> _Excerpt provided_
-=-=-

# 01 — Data Collection

**Project:** Fentanyl Overdose Death (ODD) Analysis  
**Author:** Mitchell Yorkey 
**Last Updated:** 2026-02-19  

## Purpose
This notebook pulls provisional drug overdose death counts from the CDC's Vital Statistics Rapid Release (VSRR) system. It uses the CDC's Socrata API as the primary source and falls back to a local CSV if the API is unavailable. A timestamped snapshot is saved to `data/raw/` for reproducibility.

## Data Source
- **Dataset:** VSRR Provisional Drug Overdose Death Counts  
- **Publisher:** CDC / National Center for Health Statistics (NCHS)  
- **URL:** https://data.cdc.gov/National-Center-for-Health-Statistics/VSRR-Provisional-Drug-Overdose-Death-Counts/xkb8-kh2a  
- **API Endpoint:** `https://data.cdc.gov/resource/xkb8-kh2a.json`  
- **Update Frequency:** Monthly (provisional, subject to revision)  

---
## 1. Imports and Configuration

In [1]:
import requests
import pandas as pd
import numpy as np
import os
from datetime import datetime
from pathlib import Path

# ── Paths ──────────────────────────────────────────────────────────────────
ROOT = Path().resolve().parent  # assumes notebooks/ folder
RAW_DIR = ROOT / "data" / "raw"
PROCESSED_DIR = ROOT / "data" / "processed"

RAW_DIR.mkdir(parents=True, exist_ok=True)
PROCESSED_DIR.mkdir(parents=True, exist_ok=True)

# ── API Config ─────────────────────────────────────────────────────────────
DATASET_ID = "xkb8-kh2a"
API_BASE = f"https://data.cdc.gov/resource/{DATASET_ID}.json"
PAGE_SIZE = 50000
APP_TOKEN = "gyCKnDytuJigWWnFNtsPElXA5"

# ── Fallback CSV path ──────────────────────────────────────────────────────
FALLBACK_CSV = RAW_DIR / "vsrr_overdose_fallback.csv"

print(f"Root:      {ROOT}")
print(f"Raw dir:   {RAW_DIR}")
print(f"Processed: {PROCESSED_DIR}")
print(f"App token: set ✓")

Root:      C:\Users\Mitch\Documents
Raw dir:   C:\Users\Mitch\Documents\data\raw
Processed: C:\Users\Mitch\Documents\data\processed
App token: set ✓


---
## 2. API Pull Function (with Pagination)

The CDC uses the **Socrata Open Data API (SODA)**. Results are paginated — we request 50,000 rows at a time and loop until the dataset is fully pulled. If the API fails for any reason, we fall back to a local CSV.

In [None]:
def fetch_cdc_vsrr_api(app_token=None, page_size=50000):
    """

-=-=-

> _Material supplied_
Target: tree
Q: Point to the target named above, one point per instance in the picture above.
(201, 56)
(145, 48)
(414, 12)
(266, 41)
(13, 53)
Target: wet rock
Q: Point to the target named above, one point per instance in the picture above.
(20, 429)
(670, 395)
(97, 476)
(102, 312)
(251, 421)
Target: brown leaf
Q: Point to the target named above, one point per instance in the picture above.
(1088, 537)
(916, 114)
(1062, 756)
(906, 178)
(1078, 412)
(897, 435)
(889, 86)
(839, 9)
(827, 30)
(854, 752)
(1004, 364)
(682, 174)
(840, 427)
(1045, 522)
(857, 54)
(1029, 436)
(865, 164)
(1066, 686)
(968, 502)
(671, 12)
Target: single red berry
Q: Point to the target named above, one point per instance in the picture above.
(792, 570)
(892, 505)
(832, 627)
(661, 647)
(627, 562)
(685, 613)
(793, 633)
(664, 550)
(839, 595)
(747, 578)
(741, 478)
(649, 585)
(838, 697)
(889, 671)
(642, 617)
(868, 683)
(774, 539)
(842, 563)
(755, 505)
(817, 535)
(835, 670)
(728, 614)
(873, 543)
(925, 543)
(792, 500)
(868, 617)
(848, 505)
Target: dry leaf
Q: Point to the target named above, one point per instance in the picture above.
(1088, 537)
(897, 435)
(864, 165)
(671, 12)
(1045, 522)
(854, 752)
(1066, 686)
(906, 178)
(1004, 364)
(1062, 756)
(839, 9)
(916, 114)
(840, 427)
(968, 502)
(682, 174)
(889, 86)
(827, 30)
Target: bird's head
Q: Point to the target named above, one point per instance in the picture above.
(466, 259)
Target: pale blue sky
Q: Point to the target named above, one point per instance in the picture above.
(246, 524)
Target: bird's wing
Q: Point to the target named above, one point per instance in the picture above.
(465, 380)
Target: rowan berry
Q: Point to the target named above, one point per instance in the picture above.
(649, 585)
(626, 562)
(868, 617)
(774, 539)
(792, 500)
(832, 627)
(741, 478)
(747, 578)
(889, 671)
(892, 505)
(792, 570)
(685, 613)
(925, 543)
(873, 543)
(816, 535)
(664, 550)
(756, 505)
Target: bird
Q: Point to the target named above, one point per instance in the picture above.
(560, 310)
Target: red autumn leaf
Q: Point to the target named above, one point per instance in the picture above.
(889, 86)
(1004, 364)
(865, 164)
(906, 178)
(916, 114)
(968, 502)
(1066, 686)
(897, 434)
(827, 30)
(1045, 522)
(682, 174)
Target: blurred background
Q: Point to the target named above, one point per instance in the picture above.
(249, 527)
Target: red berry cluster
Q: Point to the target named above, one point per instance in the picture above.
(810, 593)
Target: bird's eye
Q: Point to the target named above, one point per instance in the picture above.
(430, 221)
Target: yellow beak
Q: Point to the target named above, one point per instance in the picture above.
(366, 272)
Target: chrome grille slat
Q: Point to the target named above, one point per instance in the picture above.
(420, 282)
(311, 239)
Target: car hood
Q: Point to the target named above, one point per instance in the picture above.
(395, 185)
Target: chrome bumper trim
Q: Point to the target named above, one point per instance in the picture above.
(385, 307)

-=-=-

> _Task list_
1. Summarize the data collection notebook in two sentences.
2. Carry on with the data collection notebook from its last line.
The entries have nothing to do with the data collection notebook.

> _Solved problems_
1. The notebook pulls provisional drug overdose death counts from the CDC's Vital Statistics Rapid Release system, using the Socrata API as its primary source, falling back to a local CSV if the API is unavailable, and saving a timestamped snapshot to `data/raw/`. Its configuration creates raw and processed data directories and requests results 50,000 rows at a time, looping until the full dataset is pulled.

2.
    Pull all records from the CDC VSRR dataset via the Socrata API.
    Handles pagination automatically.

    Parameters
    ----------
    app_token : str or None
        Socrata app token for higher rate limits.
    page_size : int
        Number of records per API request.

    Returns
    -------
    pd.DataFrame or None
        Full dataset, or None if the pull failed.
    """
    headers = {"X-App-Token": app_token} if app_token else {}
    all_records = []
    offset = 0

    print("Fetching from CDC Socrata API...")

    while True:
        params = {
            "$limit": page_size,
            "$offset": offset,
            "$order": ":id"
        }

        try:
            response = requests.get(API_BASE, headers=headers, params=params, timeout=30)
            response.raise_for_status()
        except requests.exceptions.RequestException as e:
            print(f"  ✗ API request failed at offset {offset}: {e}")
            return None

        batch = response.json()

        if not batch:
            break

        all_records.extend(batch)
        print(f"  Fetched {len(all_records):,} records so far...")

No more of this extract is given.